Allstate Ins. Co. v. Toll Bros., Inc.

Decision Date21 March 2016
Docket NumberNo. 5:15-cv-05225,5:15-cv-05225
Citation171 F.Supp.3d 417
Parties Allstate Insurance Company, Plaintiff, v. Toll Brothers, Inc.; Commonwealth Fire Protection Company, Inc.; United Insulation Services, Inc. ; Toll Bros., Inc.; Toll PA XIII, L.P., Defendants.
CourtU.S. District Court — Eastern District of Pennsylvania

Kevin M. McBeth, De Luca Levine, LLC, Blue Bell, PA, for Plaintiff.

J. Mark Pecci, II, Marks O'Neill O'Brien Doherty & Kelly PC, Lauren A. Moser, Marshall Dennehey Warner Coleman & Goggin, Philadelphia, PA, Amy G. Wirth, Lois M. Shenk, Cipriani & Werner, P.C., Blue Bell, PA, Stephen E. Moore, Weinraub & Miller, Norristown, PA, for Defendants.

- _Dataset_
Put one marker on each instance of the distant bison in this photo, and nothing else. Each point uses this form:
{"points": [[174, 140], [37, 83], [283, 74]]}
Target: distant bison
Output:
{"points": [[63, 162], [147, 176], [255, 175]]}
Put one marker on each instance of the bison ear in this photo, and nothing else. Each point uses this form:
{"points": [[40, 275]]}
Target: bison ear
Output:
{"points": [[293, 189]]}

==

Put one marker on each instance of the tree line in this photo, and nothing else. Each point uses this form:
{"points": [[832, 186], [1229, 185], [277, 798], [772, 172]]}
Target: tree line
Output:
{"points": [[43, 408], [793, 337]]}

- _Exercise description_
From the court case heading above, set down word for word the passage that starts at "Allstate Ins. Co." and ends at "XIII, L.P., Defendants.".

- _Written solution_
Allstate Ins. Co. v. Toll Bros., Inc.

Decision Date21 March 2016
Docket NumberNo. 5:15-cv-05225,5:15-cv-05225
Citation171 F.Supp.3d 417
Parties Allstate Insurance Company, Plaintiff, v. Toll Brothers, Inc.; Commonwealth Fire Protection Company, Inc.; United Insulation Services, Inc. ; Toll Bros., Inc.; Toll PA XIII, L.P., Defendants.